▶ **Work instructions**
**a)** In the commentary on health care innovation, what "medicine" will the current players need heavy doses of?
**b)** Duplicate the commentary on health care innovation from "All processes in" to "considered and addressed.".

BEGIN Text block

Now, I’m not saying that I agree with the new administration’s ‘socialization’ approach, however, the fact that over regulation has made it nearly impossible for new players to enter the market, and forcing family doctors, who will spend most of their lives prescribing Tylenol and antibiotics, to spend 8 years in school just to do that, it’s about time government take a new approach to make these services, not only more affordable, but more abundant.
Needless to say, whether government starts regulating costs or they open the gates to allow greater competition, the current players will have to find new ways to keep their bottom lines healthy. Not only at the research level, but at the operational level these companies and service providers will have to get better in light of the new rules that will likely impact the industry.
The ‘medicine’ that these players will need heavy doses of will be “innovation”. However, this innovation will have to come with different rules governing the market. The lack of competition has allowed these players to forget what the words ‘frugal’ and ‘efficient’ mean. The entire system will be under cost pressure to meet the new reality, and they will no longer be able to throw unlimited amounts of money and resources to “find the cure”.
All processes in this supply chain will need scrutiny and most providers will come to realize that not only the ideas from their scientists and doctors will have to be taken into account, but the ideas from the nurses, bill collectors, shop floor operators, call centers, ER staff, insurance companies, orderlies, and perhaps even the customers will need to be considered and addressed.

END Text block
BEGIN Record set

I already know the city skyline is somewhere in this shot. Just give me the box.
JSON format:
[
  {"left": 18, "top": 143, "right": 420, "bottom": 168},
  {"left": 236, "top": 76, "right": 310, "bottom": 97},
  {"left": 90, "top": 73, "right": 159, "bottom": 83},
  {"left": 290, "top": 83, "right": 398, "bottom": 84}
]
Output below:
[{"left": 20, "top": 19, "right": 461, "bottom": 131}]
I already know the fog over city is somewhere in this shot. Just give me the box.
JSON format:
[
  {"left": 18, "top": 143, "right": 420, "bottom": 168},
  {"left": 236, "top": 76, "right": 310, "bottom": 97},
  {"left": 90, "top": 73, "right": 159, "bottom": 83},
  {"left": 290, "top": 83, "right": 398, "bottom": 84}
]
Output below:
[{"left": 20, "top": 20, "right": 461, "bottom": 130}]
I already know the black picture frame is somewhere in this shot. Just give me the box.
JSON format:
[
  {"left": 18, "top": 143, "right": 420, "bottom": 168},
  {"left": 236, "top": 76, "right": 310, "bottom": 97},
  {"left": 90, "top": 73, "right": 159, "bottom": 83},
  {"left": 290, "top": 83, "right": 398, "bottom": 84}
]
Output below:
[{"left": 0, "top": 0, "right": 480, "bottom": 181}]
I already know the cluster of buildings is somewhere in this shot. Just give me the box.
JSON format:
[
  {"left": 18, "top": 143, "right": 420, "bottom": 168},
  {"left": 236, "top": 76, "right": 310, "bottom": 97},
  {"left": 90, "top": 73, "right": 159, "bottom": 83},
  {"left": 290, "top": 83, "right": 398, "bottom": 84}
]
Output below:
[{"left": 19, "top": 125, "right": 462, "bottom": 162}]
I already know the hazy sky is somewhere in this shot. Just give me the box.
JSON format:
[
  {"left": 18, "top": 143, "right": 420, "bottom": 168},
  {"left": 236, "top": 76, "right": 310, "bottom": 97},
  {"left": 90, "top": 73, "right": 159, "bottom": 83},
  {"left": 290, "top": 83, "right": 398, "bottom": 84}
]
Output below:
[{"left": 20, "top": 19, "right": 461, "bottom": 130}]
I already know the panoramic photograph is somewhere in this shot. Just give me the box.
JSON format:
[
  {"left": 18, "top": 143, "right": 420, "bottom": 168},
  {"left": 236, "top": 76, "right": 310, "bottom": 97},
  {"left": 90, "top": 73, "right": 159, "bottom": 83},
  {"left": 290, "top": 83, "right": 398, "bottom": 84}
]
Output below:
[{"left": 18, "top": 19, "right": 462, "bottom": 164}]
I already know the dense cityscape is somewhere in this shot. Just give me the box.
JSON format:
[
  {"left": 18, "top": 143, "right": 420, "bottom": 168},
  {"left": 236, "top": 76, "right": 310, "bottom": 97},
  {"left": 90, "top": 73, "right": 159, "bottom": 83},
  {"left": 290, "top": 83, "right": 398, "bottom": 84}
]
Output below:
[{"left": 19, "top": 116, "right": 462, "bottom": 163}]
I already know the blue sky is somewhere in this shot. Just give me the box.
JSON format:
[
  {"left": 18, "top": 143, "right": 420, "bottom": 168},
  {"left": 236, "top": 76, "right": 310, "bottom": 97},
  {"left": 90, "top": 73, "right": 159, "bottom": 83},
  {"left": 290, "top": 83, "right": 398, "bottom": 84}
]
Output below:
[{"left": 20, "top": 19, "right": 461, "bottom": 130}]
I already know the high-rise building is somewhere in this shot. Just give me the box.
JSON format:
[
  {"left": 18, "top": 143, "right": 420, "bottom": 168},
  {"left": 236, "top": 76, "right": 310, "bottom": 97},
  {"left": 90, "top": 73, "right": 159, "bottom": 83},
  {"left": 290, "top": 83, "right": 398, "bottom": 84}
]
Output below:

END Record set

▶ **Answers for this exercise**
**a)** Innovation.

**b)**
All processes in this supply chain will need scrutiny and most providers will come to realize that not only the ideas from their scientists and doctors will have to be taken into account, but the ideas from the nurses, bill collectors, shop floor operators, call centers, ER staff, insurance companies, orderlies, and perhaps even the customers will need to be considered and addressed.